Task requirements
A) In the forum thread, how long has Howard Pitzen been ranching in these conditions?
B) In the forum thread, explain why norm includes a jackass among the animals to get.

Passage shown
## Begin

Initially this is not being viewed as a business. i would like to sell the animals to community members at prices that cover the cost of production but are very affordable. In the future we want to have the option of expanding this into a business.


----------



## tinknal (May 21, 2004)

I would really try to get ahold of Howard Pitzen or his sons in Effie. He has been ranching in these conditions for over 50 years.


----------



## norm (Jun 22, 2010)

If oak trees, and blueberry bushes are present...You might need some lime, or overwhelm it with poo after the trees are gone.

You hardly need to seed grass...it practically grows without my effort.

Throw a minor amount of seed, but enough for the birds to get half.

I'd get a dozen dairy bull calfs, a dairy cow, a jackass, a horse, and a temporary fence. Buy the calfs at auction ahead of time, keep away from all other animals for four days. Get rid of the squirts (sours), with sulmet (about $4/cow) and Feed with bottle for 4 days. When they are 6 to 8 weeks old, they will be prime poo-pers. 
Why the ass? This animal annoys the yotes, which will be looking at calfs as yummy.
Put all animals together in a movable fence, and let the fun begin. 
Intially, buy at least the first large two round bails ($60?).


----------



## tinknal (May 21, 2004)

norm said:


> I
> Why the ass? This animal annoys the yotes, which will be looking at calfs as yummy.
> .


Coyotes really aint a problem up there. The timber wolves eat them all...............

I'm guessing the wolves would like a fat young donkey though.


----------



## anvoj (Feb 1, 2010)

Donkeys will take down a wolf. Is there someone in the community who will see this project through? It's a labor of love.


----------



## tinknal (May 21, 2004)

anvoj said:


> Donkeys will take down a wolf. Is there someone in the community who will see this project through? It's a labor of love.


"A wolf" is not the problem. They run in packs up there and regularly take down moose.


----------



## anvoj (Feb 1, 2010)

The donkey goes to bat for the herd. If he spots an intruder in the pasture, he intimidates or attacks. Hopefully the pack gets jittery when the first in gets his head bashed in, and they go away to hunt moose. If the donkey goes down, hopefully he has bought the herd time to circle around the calves. 
Will a donkey be able to stop a really determined pack? Probably not, but if you're going to run cattle in wolf country why not utilize a proven deterrent? Could be LGDs are better, I don't know, but I know donkeys can help cut down on lost calves.


----------



## tnroadkill (Jul 29, 2009)

i got a donkey to protect goats after one was kill, since i got donkey have had 4 goats killed, find them in pasture of morning little blood but bruising, found out yesterday what was killing goat caught her tryng to kill a nanny the killer =DONKEY only way to stop him, tried to run him away came back got nanny down biting stomp trying to kill her, a 12 gauge birdshot stopped it, she is leaving tomorrow


----------



## anvoj (Feb 1, 2010)

sorry to hear about your goats. Was the donkey an uncut Jack?


----------



## tnroadkill (Jul 29, 2009)

a jenny


----------



## anvoj (Feb 1, 2010)

bummer


----------

## End

Listing
## Begin

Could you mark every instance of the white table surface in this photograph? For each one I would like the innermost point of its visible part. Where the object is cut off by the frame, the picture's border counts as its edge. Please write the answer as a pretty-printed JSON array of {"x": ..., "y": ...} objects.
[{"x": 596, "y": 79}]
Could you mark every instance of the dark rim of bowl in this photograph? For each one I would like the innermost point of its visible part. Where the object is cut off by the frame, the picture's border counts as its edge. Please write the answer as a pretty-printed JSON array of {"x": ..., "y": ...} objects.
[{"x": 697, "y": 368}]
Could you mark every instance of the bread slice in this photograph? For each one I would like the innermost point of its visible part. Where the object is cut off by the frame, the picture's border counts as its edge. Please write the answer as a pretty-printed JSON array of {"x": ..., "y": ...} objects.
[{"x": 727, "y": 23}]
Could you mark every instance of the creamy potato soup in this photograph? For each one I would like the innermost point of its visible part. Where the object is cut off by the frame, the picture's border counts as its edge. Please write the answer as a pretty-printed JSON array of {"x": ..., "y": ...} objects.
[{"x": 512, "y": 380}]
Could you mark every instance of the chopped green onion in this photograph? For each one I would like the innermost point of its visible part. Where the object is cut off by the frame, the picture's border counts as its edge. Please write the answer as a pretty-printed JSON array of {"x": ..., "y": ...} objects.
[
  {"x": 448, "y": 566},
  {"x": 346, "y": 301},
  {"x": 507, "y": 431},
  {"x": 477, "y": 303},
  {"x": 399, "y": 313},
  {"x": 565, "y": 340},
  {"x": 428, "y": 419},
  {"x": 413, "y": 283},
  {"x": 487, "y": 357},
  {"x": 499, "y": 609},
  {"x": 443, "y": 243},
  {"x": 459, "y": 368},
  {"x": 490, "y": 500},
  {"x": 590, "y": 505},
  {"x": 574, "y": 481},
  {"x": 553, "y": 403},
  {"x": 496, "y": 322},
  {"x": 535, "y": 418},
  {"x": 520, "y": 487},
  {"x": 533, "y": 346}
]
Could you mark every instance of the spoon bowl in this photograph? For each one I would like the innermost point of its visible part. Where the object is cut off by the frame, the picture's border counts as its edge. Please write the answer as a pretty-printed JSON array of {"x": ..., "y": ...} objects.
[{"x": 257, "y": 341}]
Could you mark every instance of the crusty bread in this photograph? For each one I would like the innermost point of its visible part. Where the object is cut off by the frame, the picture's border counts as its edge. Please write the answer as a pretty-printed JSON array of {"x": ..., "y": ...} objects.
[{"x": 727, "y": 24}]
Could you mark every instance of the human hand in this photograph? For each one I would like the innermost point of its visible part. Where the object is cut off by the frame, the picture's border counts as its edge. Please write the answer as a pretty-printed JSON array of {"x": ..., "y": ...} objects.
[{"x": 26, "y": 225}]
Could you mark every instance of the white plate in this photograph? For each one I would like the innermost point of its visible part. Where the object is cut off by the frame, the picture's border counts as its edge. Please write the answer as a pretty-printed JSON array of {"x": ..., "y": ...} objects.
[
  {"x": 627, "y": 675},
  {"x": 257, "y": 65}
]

## End

Task results
A) For over 50 years.

B) The jackass annoys the coyotes. Otherwise the coyotes would see the calves as food.